To do => The required answer is the count of lines in the records that contain "damaged", with no other text.

Exercise inputs =>
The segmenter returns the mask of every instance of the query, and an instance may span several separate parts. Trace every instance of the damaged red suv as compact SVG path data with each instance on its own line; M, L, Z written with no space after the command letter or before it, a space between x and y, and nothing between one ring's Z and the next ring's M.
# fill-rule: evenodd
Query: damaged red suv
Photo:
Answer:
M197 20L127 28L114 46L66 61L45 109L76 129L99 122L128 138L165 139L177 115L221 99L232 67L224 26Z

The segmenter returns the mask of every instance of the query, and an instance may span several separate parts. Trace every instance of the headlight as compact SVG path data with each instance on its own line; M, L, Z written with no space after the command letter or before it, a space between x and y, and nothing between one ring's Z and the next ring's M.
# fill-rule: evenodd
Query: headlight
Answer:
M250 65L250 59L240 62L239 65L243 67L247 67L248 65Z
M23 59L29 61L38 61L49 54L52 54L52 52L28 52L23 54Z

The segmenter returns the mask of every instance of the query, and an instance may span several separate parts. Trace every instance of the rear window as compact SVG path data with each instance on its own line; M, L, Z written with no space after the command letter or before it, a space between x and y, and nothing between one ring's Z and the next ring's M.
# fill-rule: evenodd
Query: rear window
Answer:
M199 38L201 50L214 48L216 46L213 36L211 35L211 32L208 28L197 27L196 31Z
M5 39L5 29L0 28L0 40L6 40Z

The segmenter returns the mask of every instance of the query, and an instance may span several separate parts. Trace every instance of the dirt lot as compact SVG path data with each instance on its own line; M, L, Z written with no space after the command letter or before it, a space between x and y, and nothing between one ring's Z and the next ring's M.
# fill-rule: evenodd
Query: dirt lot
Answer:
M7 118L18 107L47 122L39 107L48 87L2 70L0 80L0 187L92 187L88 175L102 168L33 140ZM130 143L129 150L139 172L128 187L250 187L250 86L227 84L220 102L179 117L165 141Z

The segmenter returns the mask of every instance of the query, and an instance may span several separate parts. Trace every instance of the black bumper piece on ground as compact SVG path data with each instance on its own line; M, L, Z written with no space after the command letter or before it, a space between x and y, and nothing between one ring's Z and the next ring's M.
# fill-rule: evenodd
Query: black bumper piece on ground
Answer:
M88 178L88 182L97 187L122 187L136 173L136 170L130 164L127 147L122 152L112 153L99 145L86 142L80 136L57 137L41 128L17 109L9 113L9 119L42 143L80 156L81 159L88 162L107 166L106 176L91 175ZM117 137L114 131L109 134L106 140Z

==

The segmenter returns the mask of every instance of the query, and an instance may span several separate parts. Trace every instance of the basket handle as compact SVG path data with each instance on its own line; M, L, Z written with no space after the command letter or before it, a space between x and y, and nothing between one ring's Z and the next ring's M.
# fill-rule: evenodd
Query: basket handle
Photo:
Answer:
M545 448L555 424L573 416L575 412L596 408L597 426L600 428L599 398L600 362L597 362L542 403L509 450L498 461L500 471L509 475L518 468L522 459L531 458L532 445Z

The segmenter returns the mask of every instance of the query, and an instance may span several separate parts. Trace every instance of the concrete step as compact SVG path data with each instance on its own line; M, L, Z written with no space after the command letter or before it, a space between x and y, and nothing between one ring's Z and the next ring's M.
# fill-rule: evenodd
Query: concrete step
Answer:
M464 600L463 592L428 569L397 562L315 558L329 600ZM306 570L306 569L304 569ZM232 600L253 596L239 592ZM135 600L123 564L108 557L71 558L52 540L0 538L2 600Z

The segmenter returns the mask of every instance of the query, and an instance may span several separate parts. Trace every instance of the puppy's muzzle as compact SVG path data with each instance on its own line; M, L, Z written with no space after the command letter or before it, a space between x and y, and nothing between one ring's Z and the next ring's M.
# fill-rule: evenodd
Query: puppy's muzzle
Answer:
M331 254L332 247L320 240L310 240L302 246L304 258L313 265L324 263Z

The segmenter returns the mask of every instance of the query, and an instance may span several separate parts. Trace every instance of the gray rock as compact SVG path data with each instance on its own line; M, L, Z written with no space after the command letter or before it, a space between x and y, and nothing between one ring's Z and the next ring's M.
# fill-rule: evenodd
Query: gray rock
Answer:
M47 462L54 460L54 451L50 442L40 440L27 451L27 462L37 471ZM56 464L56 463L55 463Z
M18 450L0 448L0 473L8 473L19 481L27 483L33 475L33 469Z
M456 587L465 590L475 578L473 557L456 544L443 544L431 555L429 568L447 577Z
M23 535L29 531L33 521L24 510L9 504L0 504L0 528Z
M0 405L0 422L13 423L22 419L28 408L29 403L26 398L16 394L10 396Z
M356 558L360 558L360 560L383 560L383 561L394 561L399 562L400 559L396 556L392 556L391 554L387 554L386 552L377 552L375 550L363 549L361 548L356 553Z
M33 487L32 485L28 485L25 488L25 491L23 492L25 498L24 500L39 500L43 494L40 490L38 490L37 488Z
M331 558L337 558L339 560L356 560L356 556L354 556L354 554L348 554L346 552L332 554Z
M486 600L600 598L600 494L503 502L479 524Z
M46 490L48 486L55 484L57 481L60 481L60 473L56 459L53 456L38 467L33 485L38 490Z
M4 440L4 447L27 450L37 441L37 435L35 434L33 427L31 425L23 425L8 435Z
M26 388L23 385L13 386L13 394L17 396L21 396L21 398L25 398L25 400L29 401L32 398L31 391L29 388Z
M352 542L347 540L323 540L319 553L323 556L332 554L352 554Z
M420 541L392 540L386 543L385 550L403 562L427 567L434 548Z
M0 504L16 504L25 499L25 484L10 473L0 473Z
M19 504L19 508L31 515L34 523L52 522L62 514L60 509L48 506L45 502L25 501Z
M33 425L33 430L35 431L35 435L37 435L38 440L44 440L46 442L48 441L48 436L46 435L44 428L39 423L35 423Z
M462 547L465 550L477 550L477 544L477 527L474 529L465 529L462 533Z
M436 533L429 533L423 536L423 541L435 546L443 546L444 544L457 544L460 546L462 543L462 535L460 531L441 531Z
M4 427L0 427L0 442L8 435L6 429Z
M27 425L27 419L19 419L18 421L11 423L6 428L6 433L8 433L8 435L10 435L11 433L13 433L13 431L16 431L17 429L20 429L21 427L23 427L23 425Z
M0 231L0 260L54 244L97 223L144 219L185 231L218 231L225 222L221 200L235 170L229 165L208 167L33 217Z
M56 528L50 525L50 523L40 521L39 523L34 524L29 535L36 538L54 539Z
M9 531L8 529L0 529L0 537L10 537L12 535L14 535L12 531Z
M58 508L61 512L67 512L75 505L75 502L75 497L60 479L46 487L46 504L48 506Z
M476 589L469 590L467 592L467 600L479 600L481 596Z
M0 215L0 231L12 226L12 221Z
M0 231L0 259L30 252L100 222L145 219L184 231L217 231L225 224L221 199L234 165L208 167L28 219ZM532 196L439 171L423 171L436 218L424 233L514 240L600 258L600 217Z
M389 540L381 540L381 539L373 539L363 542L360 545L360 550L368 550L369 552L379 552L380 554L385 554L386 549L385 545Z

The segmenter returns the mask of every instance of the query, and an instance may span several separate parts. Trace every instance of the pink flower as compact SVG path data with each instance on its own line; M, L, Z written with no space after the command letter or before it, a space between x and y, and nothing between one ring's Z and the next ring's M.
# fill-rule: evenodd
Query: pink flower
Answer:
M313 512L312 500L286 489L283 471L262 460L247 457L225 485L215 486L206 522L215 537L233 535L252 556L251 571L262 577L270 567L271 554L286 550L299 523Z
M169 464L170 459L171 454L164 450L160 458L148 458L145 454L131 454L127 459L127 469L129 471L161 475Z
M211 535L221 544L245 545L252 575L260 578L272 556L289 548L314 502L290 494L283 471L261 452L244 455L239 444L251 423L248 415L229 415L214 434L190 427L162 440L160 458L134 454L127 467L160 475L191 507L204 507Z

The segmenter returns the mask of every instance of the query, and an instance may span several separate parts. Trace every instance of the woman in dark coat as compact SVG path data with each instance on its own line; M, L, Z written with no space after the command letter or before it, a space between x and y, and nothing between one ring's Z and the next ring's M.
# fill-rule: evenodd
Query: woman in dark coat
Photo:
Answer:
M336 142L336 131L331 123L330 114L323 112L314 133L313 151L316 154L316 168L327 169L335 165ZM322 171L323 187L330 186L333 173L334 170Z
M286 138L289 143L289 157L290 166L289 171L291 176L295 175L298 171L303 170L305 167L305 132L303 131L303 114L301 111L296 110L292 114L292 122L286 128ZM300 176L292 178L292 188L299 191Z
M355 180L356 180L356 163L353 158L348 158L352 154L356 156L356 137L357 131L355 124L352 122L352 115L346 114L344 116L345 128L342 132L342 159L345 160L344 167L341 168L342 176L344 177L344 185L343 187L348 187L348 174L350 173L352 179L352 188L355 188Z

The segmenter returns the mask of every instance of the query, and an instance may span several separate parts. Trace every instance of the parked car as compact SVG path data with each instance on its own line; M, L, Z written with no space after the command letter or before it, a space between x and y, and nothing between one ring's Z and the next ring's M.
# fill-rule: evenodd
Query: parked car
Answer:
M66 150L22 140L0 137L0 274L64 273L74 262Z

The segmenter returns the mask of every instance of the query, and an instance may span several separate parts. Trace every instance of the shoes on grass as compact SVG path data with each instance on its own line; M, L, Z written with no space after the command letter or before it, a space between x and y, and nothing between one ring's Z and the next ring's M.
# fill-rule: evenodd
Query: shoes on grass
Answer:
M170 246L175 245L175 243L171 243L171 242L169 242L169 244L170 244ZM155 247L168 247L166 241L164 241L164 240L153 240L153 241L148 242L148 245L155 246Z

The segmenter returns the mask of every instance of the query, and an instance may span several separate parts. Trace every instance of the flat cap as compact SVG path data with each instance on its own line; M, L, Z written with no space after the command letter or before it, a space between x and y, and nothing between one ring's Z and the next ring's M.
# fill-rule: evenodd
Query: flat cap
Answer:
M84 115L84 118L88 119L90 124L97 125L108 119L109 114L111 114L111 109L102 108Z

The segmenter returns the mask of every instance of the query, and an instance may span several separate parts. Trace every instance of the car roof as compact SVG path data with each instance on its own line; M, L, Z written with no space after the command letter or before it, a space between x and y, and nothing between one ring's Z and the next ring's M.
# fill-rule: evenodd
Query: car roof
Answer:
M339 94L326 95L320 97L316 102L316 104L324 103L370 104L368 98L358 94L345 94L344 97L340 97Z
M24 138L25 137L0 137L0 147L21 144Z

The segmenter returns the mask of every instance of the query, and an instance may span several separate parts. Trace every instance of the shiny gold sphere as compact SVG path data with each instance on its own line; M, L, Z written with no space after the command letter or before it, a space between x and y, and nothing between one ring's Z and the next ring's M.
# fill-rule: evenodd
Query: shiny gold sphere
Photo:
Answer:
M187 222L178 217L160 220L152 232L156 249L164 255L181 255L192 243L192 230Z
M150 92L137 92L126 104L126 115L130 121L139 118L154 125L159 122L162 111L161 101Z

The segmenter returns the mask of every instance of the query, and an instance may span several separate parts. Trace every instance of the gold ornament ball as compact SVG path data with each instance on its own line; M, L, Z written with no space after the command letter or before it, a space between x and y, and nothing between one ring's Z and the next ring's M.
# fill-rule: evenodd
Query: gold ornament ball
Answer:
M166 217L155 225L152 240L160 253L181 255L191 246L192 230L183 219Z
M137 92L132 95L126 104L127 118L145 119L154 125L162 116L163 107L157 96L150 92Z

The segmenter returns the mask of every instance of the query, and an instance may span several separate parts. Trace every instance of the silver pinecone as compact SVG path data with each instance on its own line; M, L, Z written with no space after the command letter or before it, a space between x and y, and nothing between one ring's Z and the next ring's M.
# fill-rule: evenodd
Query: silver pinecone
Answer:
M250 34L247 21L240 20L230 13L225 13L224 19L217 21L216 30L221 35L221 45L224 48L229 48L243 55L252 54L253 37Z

The answer => 2